◆ **Description of the task**: Rewrite the records from the line containing "Could you please spot the white ceiling" through the end, replacing "instance" with "occurrence" and changing nothing else. Leave the pictures out.

— Start of Task input —

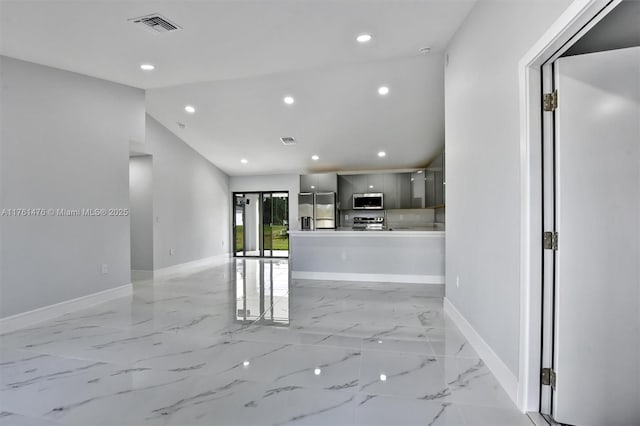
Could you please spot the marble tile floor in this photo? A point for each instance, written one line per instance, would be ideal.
(239, 344)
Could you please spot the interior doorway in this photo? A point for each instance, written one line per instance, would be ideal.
(261, 224)
(141, 216)
(580, 297)
(592, 336)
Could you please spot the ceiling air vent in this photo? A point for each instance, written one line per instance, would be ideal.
(156, 23)
(288, 140)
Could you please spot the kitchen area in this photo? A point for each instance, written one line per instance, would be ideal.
(384, 226)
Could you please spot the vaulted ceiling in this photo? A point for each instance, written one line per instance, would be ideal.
(235, 60)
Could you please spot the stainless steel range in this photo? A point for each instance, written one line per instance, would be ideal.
(364, 223)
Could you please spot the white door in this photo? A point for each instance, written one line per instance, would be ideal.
(597, 316)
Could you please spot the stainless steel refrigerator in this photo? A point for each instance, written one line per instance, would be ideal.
(325, 210)
(305, 211)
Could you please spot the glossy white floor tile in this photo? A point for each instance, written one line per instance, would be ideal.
(241, 345)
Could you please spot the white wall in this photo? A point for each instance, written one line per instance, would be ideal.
(483, 164)
(141, 212)
(64, 144)
(289, 183)
(191, 202)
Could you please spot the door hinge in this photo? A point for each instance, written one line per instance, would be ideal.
(550, 241)
(550, 101)
(548, 378)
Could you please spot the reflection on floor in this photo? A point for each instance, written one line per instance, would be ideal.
(188, 351)
(267, 253)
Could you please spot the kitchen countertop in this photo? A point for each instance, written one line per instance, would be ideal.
(396, 232)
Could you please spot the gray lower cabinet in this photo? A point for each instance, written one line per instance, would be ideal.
(319, 182)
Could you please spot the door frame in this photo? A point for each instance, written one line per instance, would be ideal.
(580, 17)
(260, 223)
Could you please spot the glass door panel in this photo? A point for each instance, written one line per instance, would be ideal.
(280, 224)
(267, 225)
(260, 224)
(238, 224)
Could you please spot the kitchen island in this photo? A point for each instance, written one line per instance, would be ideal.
(399, 255)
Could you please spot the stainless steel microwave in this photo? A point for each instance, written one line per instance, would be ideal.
(371, 201)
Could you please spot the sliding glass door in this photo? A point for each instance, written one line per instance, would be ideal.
(260, 224)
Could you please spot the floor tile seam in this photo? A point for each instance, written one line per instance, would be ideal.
(30, 415)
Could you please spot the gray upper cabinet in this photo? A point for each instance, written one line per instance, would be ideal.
(434, 182)
(375, 183)
(404, 190)
(345, 192)
(390, 190)
(360, 183)
(319, 182)
(307, 182)
(396, 188)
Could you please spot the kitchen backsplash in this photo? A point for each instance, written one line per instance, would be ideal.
(396, 218)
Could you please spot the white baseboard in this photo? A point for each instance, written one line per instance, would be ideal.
(386, 278)
(207, 262)
(141, 275)
(499, 369)
(26, 319)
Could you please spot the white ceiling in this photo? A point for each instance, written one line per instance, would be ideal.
(338, 115)
(246, 55)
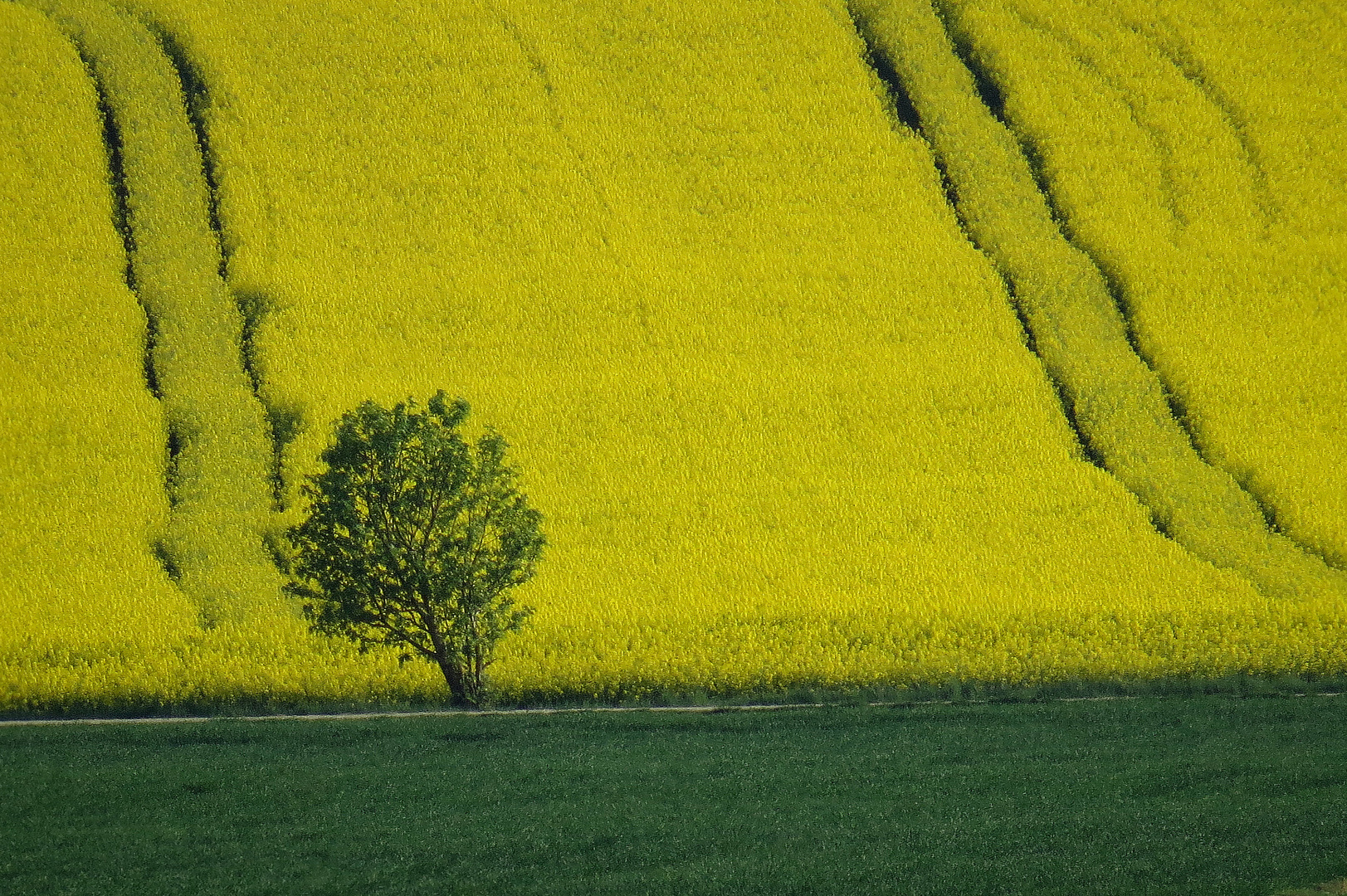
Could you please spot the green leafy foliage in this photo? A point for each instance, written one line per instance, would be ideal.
(412, 541)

— End of Task input —

◆ **Written reply**:
Could you please spot the white ceiling in this photo? A point for each occurrence, written one line per occurrence, would be ideal.
(338, 115)
(246, 55)
Could you please spot the green leafy foliage in this photo? A point for each occurrence, written one line per occurrence, would be ideal.
(412, 541)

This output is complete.